Task requirements:
Lines of the listing that contain "every" need to be copied.

Record set:
········

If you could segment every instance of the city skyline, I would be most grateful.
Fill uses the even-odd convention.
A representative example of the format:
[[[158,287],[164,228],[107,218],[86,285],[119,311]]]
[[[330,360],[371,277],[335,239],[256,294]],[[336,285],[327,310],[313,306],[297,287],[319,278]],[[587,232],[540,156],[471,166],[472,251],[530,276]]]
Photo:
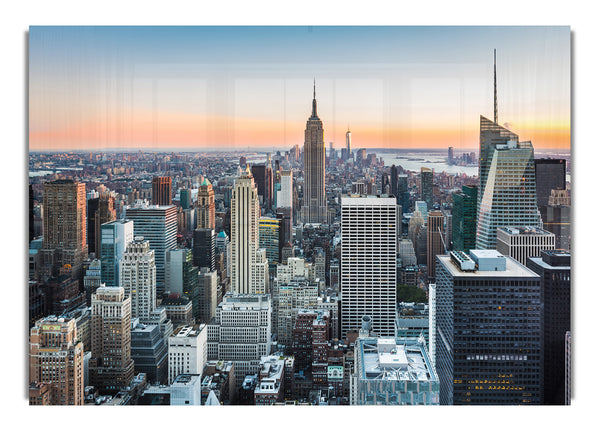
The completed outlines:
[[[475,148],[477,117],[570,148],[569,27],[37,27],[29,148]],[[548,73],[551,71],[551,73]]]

········

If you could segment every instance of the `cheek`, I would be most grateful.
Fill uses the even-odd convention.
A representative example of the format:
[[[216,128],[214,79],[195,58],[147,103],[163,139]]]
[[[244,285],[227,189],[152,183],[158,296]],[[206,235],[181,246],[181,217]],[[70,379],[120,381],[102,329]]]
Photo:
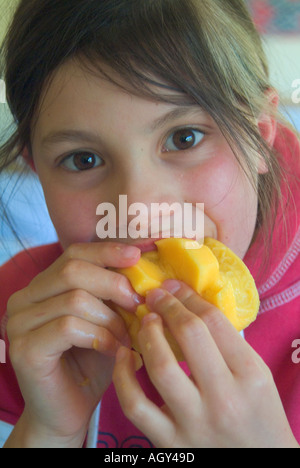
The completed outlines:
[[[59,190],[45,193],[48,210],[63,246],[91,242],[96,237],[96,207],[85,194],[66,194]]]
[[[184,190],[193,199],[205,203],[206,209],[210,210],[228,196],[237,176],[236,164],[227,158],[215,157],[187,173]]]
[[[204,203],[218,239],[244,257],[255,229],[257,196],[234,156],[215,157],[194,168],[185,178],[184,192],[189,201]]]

········

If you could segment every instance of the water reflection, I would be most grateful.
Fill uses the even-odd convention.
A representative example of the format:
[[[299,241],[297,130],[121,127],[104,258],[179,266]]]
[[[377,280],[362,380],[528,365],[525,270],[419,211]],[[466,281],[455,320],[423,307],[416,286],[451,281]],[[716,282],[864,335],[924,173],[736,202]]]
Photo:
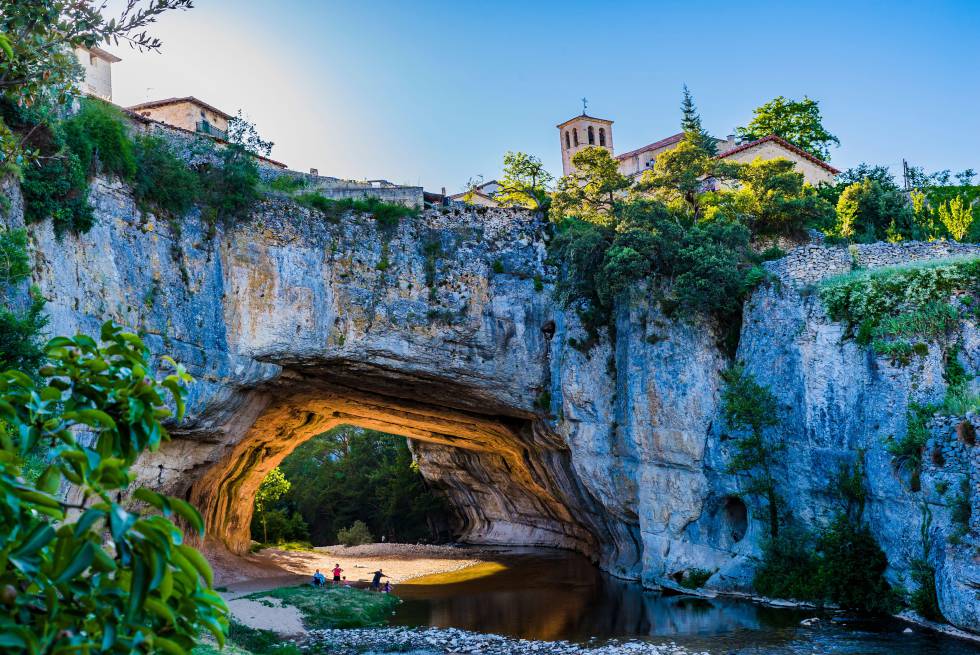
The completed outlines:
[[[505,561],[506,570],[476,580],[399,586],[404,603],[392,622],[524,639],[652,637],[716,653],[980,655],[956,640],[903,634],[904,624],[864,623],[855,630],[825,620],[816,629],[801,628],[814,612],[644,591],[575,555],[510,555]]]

········

Task response:
If you could segment every instance of the city skyline, I would be most grateful.
If you could segment every instance of the `cheek`, I would be most grateful.
If you could segment every instance of the water reflection, I would be most grateful.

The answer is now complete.